[Excerpts from a point labeling dataset]
━━━━

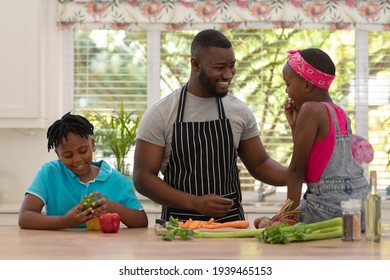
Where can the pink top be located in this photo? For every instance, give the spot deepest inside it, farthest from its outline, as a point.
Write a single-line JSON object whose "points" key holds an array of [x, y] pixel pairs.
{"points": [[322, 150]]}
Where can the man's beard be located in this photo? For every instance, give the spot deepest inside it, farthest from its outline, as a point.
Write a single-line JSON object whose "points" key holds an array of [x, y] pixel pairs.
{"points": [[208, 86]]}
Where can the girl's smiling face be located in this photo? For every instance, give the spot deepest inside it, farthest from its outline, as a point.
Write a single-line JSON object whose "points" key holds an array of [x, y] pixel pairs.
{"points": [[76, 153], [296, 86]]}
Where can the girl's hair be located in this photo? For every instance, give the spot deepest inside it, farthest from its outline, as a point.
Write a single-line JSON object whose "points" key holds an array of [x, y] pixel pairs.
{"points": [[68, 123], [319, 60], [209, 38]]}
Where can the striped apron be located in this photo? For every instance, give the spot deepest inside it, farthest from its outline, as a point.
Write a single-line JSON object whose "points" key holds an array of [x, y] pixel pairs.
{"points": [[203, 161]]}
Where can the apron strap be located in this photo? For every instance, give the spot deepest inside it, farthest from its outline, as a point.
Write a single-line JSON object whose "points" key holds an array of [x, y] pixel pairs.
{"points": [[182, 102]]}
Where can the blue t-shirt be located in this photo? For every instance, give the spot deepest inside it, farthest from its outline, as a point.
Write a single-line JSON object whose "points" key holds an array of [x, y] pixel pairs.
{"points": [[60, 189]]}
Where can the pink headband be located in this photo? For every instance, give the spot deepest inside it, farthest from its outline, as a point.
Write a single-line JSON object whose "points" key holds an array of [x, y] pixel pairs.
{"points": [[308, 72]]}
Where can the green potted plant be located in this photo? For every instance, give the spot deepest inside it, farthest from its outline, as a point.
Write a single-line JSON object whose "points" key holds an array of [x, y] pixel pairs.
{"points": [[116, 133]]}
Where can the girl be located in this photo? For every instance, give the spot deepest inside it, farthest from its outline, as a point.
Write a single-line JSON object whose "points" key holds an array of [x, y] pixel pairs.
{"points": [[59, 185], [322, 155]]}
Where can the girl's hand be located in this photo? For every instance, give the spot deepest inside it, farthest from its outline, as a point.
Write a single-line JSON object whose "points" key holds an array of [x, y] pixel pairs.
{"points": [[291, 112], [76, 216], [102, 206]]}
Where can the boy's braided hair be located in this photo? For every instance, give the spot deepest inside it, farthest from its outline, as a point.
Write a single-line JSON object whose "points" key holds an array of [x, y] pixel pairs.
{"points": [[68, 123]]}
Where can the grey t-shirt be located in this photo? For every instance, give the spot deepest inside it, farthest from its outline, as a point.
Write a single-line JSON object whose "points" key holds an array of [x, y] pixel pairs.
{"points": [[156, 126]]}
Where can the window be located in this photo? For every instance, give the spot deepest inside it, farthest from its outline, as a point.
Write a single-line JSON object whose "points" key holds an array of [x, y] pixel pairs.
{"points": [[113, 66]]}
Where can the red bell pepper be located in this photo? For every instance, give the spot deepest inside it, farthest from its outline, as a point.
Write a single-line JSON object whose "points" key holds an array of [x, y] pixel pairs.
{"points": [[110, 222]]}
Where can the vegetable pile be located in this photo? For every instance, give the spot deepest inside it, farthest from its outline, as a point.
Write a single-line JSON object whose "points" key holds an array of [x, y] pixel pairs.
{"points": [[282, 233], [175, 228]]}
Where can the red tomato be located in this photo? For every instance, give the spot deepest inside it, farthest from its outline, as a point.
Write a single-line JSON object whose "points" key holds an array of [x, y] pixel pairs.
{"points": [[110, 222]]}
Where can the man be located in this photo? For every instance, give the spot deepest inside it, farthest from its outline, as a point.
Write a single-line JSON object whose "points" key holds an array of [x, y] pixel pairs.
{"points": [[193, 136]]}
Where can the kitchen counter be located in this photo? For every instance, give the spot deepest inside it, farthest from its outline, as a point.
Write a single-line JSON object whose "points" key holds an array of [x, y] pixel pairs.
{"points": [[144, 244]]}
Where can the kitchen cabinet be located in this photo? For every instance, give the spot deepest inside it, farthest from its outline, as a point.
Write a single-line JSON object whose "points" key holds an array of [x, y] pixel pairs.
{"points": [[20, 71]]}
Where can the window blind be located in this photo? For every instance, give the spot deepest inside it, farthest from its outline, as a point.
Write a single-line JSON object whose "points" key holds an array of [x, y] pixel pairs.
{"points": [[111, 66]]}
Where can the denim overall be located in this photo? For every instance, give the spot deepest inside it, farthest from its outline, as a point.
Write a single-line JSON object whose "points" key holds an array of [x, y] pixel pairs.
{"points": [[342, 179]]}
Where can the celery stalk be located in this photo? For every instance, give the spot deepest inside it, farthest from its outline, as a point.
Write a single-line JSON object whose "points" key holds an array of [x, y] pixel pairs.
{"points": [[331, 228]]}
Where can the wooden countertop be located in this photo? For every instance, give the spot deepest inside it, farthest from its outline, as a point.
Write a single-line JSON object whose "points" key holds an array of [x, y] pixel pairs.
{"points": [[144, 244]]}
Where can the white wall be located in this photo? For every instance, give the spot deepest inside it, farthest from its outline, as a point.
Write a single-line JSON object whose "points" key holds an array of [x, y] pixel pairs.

━━━━

What to produce
Put each line of the rows above into a JSON list of strings, one string per line, skipping blank lines. Leave the pictures out of the answer.

Result of this task
[
  "Where can the pink top be located in this photo? For every instance, give the spot deepest inside it, farthest from its outline, as a point.",
  "Write a single-line JSON object whose \"points\" key holds an array of [x, y] pixel pairs.",
  "{\"points\": [[322, 150]]}",
  "Where can the man's beard be located in this photo? For every instance, give the spot deepest inside it, farthest from its outline, as a point.",
  "Write a single-line JSON object whose \"points\" key holds an array of [x, y] pixel pairs.",
  "{\"points\": [[208, 86]]}",
  "Where can the girl's smiling face be located in this photo? For every instance, give the spot deepest inside it, farthest from its outline, as a point.",
  "Write a single-line JSON object whose \"points\" key holds an array of [x, y] pixel pairs.",
  "{\"points\": [[76, 153], [296, 86]]}",
  "Where can the girl's hair be located in this photo? For every instance, give the spot deepest inside it, farthest from its outline, as a point.",
  "Write a single-line JSON object whose \"points\" key holds an array of [x, y] pixel pairs.",
  "{\"points\": [[68, 123], [319, 60], [209, 38]]}",
  "Where can the striped apron be located in this photo? For every instance, give the spot deepest inside it, farthest from its outline, as a point.",
  "Write a single-line JSON object whose \"points\" key holds an array of [x, y] pixel pairs.",
  "{\"points\": [[203, 161]]}",
  "Where can the apron strap be located in this photo? For every instance, give the spot deepest inside it, farthest from its outline, as a point.",
  "Write a single-line JSON object whose \"points\" key holds an array of [x, y] pixel pairs.",
  "{\"points\": [[182, 102]]}",
  "Where can the blue t-shirt be located in this photo? For every instance, give the spot deepest inside it, farthest from its outline, as a point.",
  "Write a single-line JSON object whose \"points\" key holds an array of [x, y] pixel pairs.",
  "{\"points\": [[60, 189]]}",
  "Where can the pink headband be located in this photo? For every instance, give the spot deepest inside it, farthest from its outline, as a point.",
  "Write a single-line JSON object whose \"points\" key holds an array of [x, y] pixel pairs.",
  "{\"points\": [[308, 72]]}",
  "Where can the green potted plant be located in this photo? For every instance, give the spot deepest inside it, farthest from its outline, as a point.",
  "Write a single-line JSON object whose \"points\" key holds an array of [x, y] pixel pairs.",
  "{\"points\": [[116, 133]]}",
  "Where can the girl be located in this photo? For every instance, give the spot deepest inside it, farthest from its outline, as a point.",
  "Write a single-line JSON object whose \"points\" key holds an array of [x, y] pixel pairs.",
  "{\"points\": [[59, 185], [322, 155]]}",
  "Where can the girl's hand be located in this photo? For every instance, give the spot deepest inside it, farthest from its outline, as a point.",
  "Write a single-line JSON object whose \"points\" key holds an array of [x, y] pixel pairs.",
  "{\"points\": [[291, 112], [76, 216], [102, 206]]}",
  "Where can the boy's braided hair be located in this photo? For every instance, give the spot deepest inside it, farthest from its outline, as a point.",
  "Write a single-line JSON object whose \"points\" key holds an array of [x, y] pixel pairs.",
  "{\"points\": [[68, 123]]}",
  "Where can the grey t-shirt be located in this photo? For every instance, give the spot deepest inside it, farthest from its outline, as a point.",
  "Write a single-line JSON object whose \"points\" key holds an array of [x, y] pixel pairs.",
  "{\"points\": [[156, 126]]}",
  "Where can the window be located in this photo? For every instance, give the spot deepest inside it, farthest from its outline, as a point.",
  "Write a single-line JSON object whose \"points\" key holds an array of [x, y] pixel pairs.",
  "{\"points\": [[113, 66]]}",
  "Where can the red bell pepper be located in this photo? For every instance, give the spot deepest inside it, farthest from its outline, as a point.",
  "Write a single-line JSON object whose \"points\" key holds an array of [x, y] pixel pairs.",
  "{\"points\": [[110, 222]]}",
  "Where can the vegetable pile be located in this photo? For every instance, give the spot deepest inside it, farthest from its outline, as a point.",
  "Write a single-line JSON object whose \"points\" key holds an array of [x, y] pixel pairs.",
  "{\"points\": [[282, 233], [175, 228]]}",
  "Where can the red tomato be located in this photo? For every instance, give the spot deepest inside it, farthest from its outline, as a point.",
  "Write a single-line JSON object whose \"points\" key holds an array of [x, y] pixel pairs.",
  "{\"points\": [[110, 222]]}",
  "Where can the man be located in this photo? For every instance, give the spot deepest inside it, farthest from its outline, as a point.",
  "Write a single-line JSON object whose \"points\" key holds an array of [x, y] pixel pairs.",
  "{\"points\": [[193, 136]]}",
  "Where can the kitchen counter be located in this photo? For every instance, give the spot deepest inside it, farthest from its outline, as a point.",
  "Write a single-line JSON object whose \"points\" key holds an array of [x, y] pixel pairs.",
  "{\"points\": [[144, 244]]}",
  "Where can the kitchen cabinet be located in this photo? For every instance, give the spot deepest inside it, farthest from its outline, as a point.",
  "Write a single-line JSON object whose \"points\" key holds an array of [x, y] pixel pairs.",
  "{\"points\": [[20, 71]]}",
  "Where can the window blind be located in this photo? For every instance, give the spot deepest inside it, farthest from its outline, as a point.",
  "Write a single-line JSON object whose \"points\" key holds an array of [x, y] pixel pairs.",
  "{\"points\": [[111, 66]]}",
  "Where can the denim overall be located in this photo? For every instance, give the spot deepest inside it, farthest from its outline, as a point.",
  "Write a single-line JSON object whose \"points\" key holds an array of [x, y] pixel pairs.",
  "{\"points\": [[342, 179]]}",
  "Where can the celery stalk be located in this photo? For every instance, give the spot deepest inside it, farthest from its outline, as a point.",
  "Write a single-line JSON object whose \"points\" key holds an array of [x, y] pixel pairs.",
  "{\"points\": [[331, 228]]}",
  "Where can the wooden countertop be located in this photo? For every instance, give the spot deepest inside it, farthest from its outline, as a point.",
  "Write a single-line JSON object whose \"points\" key holds an array of [x, y] pixel pairs.",
  "{\"points\": [[144, 244]]}",
  "Where can the white wall be located in this photo? For every instance, give the spot deepest inside it, farthest from its outline, as a point.",
  "Write a single-line JSON object whose \"points\" key holds an array of [x, y] pixel pairs."
]